■ **Material provided**
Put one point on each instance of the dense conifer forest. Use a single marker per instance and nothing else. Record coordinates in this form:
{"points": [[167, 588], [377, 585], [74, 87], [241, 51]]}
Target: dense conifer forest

---

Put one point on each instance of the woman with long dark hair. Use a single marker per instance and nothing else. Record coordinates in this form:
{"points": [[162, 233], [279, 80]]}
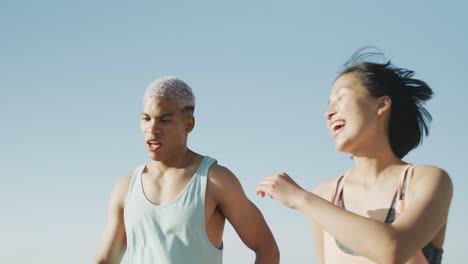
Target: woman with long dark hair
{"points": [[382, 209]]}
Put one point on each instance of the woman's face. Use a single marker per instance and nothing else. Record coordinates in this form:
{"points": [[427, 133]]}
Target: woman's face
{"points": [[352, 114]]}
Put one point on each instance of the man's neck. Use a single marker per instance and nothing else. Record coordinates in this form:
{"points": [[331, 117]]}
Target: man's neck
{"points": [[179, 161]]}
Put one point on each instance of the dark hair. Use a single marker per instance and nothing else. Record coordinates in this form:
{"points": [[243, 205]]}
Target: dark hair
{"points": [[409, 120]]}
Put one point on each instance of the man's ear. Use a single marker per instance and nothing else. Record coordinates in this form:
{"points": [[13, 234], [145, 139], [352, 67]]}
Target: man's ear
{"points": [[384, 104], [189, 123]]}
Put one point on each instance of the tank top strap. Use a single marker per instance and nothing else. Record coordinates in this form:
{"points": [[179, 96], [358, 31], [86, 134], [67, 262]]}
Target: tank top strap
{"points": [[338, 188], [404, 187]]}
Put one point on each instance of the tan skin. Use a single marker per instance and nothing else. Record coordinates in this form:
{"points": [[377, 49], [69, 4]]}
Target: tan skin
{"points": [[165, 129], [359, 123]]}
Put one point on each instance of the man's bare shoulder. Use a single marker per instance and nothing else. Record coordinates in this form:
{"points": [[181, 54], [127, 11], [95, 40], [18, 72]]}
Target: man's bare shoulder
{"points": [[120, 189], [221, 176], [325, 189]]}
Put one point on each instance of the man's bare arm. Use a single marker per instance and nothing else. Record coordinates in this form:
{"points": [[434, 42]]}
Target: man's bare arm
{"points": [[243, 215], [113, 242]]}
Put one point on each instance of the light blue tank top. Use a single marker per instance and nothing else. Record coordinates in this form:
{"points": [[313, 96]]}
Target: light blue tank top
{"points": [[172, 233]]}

■ **Exercise task**
Edit the entries from the line with "Put one point on each instance of the dense" up to and including the line with "Target: dense conifer forest", putting "pine forest" wherever "conifer forest" appears and leaving everything else unchanged. Give only those lines.

■ **Result for this exercise**
Put one point on each instance of the dense pine forest. Use a single marker per instance and nothing else. Record coordinates in this form:
{"points": [[167, 588], [377, 585], [74, 87], [241, 51]]}
Target: dense pine forest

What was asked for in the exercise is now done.